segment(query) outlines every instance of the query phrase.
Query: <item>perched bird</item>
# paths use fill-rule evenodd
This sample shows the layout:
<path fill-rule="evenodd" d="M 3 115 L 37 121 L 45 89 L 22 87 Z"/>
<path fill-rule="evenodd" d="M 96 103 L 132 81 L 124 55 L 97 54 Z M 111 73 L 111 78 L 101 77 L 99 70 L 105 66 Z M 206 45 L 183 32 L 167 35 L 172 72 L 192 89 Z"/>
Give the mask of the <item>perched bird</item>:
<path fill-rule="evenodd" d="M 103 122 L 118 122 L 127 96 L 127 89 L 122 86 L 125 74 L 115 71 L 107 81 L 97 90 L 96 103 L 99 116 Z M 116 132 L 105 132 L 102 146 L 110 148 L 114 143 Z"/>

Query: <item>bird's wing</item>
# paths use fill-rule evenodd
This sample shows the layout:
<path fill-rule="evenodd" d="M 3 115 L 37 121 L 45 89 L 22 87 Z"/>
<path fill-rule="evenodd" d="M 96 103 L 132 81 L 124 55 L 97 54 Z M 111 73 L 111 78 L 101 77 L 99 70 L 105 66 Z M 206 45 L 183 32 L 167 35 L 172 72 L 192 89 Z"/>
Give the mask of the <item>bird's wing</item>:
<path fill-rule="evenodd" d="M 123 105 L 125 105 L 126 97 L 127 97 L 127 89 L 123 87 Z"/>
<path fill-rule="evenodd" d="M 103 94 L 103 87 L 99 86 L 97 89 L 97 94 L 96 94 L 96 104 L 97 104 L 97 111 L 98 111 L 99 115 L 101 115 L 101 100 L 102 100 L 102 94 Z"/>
--
● **Instruksi Anda**
Ubah semua baris di atas menjadi tabel Markdown dengan kolom "Nomor" dan "Isi Baris", dan lewati baris yang kosong.

● **Keluaran yang Diharapkan**
| Nomor | Isi Baris |
|---|---|
| 1 | segment(query) outlines every instance of the query phrase. |
| 2 | Query: <item>perched bird</item> |
| 3 | # paths use fill-rule evenodd |
| 4 | This sample shows the layout: |
| 5 | <path fill-rule="evenodd" d="M 3 115 L 37 121 L 45 89 L 22 87 Z"/> |
| 6 | <path fill-rule="evenodd" d="M 96 103 L 132 81 L 124 55 L 97 54 Z M 111 73 L 111 78 L 101 77 L 99 70 L 105 66 Z M 206 45 L 183 32 L 167 35 L 172 72 L 192 89 Z"/> |
| 7 | Give the mask of the <item>perched bird</item>: |
| 8 | <path fill-rule="evenodd" d="M 103 122 L 118 122 L 127 96 L 127 89 L 122 86 L 125 74 L 115 71 L 107 81 L 97 90 L 96 103 L 99 116 Z M 116 132 L 105 132 L 102 146 L 110 148 L 114 143 Z"/> |
| 9 | Query: <item>bird's wing</item> |
| 10 | # paths use fill-rule evenodd |
| 11 | This sample shows the layout: |
| 12 | <path fill-rule="evenodd" d="M 3 115 L 37 121 L 45 89 L 22 87 Z"/> |
| 13 | <path fill-rule="evenodd" d="M 96 103 L 132 81 L 124 55 L 97 54 Z M 111 73 L 111 78 L 101 77 L 99 70 L 105 66 Z M 206 45 L 183 32 L 167 35 L 172 72 L 192 89 Z"/> |
| 14 | Give the mask of the <item>bird's wing</item>: |
| 15 | <path fill-rule="evenodd" d="M 123 105 L 125 105 L 126 97 L 127 97 L 127 89 L 123 87 Z"/> |
| 16 | <path fill-rule="evenodd" d="M 103 94 L 103 87 L 99 86 L 97 89 L 97 94 L 96 94 L 96 104 L 97 104 L 97 111 L 98 111 L 99 115 L 101 115 L 101 100 L 102 100 L 102 94 Z"/> |